#### [Excerpt to read]
Road density is a measure of human activity in the Human Footprint Index (HFP) (Venter et al., 2016). To investigate the role of pathways created by all roads and trails in naturalised plant community assembly, the road density per quarter-degree cell was computed based on the complete vector shapefile of roads in South Africa (Humanitarian OpenStreetMap Team, 2022) in QGIS and included in the analyses.

River systems can affect community turnover via mediating propagule dispersal and storage. The river density per quarter-degree cell was included as a predictor to capture the contribution of rivers and streams to turnover. We computed river density using the line density interpolation function in QGIS software version 3.18.0-Zurich (QGIS Development Team, 2022) based on a complete vector shapefile of South African rivers and streams. All projections were according to standard WGS84 projection.

#### [Given problem 1]
Repeat the passage on road and river density word for word, starting with "Road density is" and going on through "in the analyses.".
#### [Given problem 2]
According to the passage on road and river density, which version of QGIS was used to compute river density?
The rows that follow were taken from a separate source.

#### [Entries provided]
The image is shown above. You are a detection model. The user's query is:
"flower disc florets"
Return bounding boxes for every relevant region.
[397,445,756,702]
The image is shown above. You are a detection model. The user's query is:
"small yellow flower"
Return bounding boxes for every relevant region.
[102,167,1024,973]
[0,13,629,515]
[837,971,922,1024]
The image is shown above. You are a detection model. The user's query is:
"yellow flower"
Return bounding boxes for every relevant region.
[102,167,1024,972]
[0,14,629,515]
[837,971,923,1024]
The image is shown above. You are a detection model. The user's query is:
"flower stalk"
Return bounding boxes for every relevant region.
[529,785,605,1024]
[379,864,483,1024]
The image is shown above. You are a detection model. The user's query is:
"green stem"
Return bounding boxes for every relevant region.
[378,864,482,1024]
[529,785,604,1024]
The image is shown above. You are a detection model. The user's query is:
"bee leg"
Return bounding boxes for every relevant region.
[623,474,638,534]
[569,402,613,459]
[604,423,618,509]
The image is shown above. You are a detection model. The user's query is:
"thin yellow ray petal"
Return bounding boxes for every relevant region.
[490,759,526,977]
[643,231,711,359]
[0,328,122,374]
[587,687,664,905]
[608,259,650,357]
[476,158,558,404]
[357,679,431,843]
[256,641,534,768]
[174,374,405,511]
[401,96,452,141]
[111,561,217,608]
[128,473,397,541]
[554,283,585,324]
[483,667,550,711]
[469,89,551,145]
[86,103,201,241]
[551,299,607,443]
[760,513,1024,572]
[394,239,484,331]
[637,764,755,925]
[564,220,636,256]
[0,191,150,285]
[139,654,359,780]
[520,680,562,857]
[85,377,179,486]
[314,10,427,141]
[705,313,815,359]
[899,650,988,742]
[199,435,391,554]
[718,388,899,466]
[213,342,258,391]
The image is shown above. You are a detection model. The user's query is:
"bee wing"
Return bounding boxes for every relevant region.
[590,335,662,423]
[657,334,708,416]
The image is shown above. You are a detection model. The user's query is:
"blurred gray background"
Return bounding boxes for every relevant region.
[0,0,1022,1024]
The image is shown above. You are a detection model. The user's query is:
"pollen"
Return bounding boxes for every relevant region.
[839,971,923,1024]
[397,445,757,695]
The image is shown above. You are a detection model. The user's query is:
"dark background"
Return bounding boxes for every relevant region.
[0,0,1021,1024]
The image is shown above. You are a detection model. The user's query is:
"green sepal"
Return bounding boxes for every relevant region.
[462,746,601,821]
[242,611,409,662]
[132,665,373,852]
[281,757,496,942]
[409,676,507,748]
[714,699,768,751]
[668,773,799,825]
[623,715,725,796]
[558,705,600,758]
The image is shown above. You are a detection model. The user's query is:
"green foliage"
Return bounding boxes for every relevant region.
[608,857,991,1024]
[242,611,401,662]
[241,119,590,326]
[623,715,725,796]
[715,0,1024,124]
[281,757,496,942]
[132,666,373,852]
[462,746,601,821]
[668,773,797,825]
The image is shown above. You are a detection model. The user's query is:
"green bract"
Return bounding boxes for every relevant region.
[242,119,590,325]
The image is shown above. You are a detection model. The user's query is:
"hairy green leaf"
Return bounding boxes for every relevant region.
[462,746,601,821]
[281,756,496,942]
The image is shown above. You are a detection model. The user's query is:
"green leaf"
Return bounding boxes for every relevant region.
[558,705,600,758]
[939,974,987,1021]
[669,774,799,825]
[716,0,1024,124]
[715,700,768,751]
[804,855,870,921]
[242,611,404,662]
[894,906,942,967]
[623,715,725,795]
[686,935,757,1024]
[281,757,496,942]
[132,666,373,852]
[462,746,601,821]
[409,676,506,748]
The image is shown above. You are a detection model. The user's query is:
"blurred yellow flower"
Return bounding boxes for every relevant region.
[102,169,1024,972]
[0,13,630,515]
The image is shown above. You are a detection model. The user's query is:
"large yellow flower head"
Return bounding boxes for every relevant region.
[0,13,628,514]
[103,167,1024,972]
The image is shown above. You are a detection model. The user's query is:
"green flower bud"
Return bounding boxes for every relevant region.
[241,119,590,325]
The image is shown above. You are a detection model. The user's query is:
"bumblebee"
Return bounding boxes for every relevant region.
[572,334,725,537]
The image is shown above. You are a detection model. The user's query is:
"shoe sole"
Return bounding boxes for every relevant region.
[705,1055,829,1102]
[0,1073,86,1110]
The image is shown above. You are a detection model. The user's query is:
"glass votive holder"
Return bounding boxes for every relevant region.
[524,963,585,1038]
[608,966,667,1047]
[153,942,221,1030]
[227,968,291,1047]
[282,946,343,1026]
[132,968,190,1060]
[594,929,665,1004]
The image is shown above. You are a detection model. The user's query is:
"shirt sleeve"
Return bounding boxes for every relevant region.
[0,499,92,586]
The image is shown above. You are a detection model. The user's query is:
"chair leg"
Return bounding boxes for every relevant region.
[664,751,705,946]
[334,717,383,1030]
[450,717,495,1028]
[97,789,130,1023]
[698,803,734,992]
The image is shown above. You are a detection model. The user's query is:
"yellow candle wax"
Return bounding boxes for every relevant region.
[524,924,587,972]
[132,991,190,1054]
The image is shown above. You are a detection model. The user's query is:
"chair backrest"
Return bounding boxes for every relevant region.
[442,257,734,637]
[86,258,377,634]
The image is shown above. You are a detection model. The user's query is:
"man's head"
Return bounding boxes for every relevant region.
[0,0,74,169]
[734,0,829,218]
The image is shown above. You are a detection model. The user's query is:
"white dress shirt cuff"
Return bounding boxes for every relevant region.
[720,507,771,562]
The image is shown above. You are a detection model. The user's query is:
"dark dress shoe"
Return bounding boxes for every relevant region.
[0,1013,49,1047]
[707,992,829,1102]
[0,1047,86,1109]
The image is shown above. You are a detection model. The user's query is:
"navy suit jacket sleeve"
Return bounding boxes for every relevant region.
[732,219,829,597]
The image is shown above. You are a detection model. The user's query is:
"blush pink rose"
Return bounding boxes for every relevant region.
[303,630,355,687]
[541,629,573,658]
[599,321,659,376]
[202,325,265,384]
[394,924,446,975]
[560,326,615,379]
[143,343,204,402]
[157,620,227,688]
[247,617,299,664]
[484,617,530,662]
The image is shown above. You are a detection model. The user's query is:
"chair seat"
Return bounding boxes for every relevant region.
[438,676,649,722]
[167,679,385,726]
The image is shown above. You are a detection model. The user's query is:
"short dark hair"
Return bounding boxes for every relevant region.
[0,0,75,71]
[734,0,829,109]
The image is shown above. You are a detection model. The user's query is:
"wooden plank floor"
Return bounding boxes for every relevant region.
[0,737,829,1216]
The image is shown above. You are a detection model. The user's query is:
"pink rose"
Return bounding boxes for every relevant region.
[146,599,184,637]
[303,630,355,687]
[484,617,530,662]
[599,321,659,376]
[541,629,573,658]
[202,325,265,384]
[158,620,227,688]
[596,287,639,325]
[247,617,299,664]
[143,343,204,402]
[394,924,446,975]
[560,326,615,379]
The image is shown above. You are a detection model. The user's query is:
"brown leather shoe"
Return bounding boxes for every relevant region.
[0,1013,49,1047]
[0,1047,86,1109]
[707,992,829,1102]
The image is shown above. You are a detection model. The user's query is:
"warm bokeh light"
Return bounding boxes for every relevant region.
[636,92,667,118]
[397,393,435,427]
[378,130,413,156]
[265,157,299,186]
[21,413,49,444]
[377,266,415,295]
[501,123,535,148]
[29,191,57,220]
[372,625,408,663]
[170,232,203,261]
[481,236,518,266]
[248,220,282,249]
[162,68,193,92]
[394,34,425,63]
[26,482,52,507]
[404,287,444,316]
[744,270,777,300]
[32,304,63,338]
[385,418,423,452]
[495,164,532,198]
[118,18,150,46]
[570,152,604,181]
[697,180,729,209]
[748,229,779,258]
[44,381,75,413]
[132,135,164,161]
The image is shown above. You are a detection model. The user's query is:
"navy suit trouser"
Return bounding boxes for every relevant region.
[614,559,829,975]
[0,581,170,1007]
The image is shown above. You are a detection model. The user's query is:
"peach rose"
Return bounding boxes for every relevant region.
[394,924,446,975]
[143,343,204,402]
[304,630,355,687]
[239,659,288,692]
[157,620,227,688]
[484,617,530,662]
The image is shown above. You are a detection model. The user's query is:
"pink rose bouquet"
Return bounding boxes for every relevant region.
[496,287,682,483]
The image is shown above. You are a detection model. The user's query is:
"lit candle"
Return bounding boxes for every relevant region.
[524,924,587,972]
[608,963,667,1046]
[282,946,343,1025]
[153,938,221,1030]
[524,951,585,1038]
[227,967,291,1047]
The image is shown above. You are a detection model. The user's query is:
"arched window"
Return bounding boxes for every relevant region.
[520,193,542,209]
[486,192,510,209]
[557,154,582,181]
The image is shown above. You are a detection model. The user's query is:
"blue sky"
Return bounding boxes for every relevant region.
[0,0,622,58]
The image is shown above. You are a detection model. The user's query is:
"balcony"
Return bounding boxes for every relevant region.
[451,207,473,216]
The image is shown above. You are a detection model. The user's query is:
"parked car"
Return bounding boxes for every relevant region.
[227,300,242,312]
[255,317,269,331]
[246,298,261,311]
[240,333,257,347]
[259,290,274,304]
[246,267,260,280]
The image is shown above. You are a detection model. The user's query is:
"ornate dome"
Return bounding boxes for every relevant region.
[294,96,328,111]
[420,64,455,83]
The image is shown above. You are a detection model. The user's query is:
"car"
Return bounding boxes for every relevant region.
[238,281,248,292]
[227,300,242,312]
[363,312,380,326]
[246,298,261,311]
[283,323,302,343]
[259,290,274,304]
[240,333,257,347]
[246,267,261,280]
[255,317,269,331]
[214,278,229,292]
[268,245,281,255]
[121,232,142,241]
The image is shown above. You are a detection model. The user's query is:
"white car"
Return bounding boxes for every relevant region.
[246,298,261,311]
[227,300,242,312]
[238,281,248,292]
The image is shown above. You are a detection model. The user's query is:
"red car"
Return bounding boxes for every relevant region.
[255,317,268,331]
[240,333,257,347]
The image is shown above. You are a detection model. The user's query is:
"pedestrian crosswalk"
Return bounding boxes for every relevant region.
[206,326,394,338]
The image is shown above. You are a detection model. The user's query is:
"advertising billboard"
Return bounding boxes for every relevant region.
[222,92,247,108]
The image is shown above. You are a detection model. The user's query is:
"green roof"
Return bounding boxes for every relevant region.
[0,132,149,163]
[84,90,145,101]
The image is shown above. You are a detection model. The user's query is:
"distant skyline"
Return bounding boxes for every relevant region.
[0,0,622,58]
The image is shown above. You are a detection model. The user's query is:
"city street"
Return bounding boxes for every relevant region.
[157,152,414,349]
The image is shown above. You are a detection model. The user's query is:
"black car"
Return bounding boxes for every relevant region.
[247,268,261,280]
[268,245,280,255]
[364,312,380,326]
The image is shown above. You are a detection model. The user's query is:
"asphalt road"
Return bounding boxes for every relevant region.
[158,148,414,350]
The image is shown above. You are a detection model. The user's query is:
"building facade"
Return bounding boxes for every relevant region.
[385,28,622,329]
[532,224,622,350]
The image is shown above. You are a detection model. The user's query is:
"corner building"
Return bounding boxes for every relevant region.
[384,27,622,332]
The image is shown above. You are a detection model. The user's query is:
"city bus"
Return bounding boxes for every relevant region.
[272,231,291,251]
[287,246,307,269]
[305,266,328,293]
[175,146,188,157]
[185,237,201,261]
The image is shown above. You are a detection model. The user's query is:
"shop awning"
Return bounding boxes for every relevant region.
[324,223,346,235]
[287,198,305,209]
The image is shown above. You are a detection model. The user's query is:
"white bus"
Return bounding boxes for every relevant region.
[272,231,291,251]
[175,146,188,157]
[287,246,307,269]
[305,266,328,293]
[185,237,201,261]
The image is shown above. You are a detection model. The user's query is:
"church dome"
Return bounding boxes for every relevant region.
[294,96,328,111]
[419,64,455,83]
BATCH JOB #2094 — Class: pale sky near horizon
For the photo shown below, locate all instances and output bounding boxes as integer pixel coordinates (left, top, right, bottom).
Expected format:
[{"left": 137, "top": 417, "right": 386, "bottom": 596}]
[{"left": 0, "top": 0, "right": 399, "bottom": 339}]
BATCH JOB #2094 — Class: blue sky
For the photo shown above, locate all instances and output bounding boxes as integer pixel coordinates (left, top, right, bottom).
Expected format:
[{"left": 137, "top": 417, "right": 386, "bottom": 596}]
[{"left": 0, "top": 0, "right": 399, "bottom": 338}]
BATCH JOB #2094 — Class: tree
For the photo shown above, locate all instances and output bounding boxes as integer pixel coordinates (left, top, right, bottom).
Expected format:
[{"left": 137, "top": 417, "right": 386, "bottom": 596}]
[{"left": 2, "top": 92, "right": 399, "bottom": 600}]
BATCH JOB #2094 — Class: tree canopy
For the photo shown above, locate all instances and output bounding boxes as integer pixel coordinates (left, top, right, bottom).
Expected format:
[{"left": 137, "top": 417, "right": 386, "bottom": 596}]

#### [Complete response 1]
Road density is a measure of human activity in the Human Footprint Index (HFP) (Venter et al., 2016). To investigate the role of pathways created by all roads and trails in naturalised plant community assembly, the road density per quarter-degree cell was computed based on the complete vector shapefile of roads in South Africa (Humanitarian OpenStreetMap Team, 2022) in QGIS and included in the analyses.

#### [Complete response 2]
QGIS version 3.18.0-Zurich.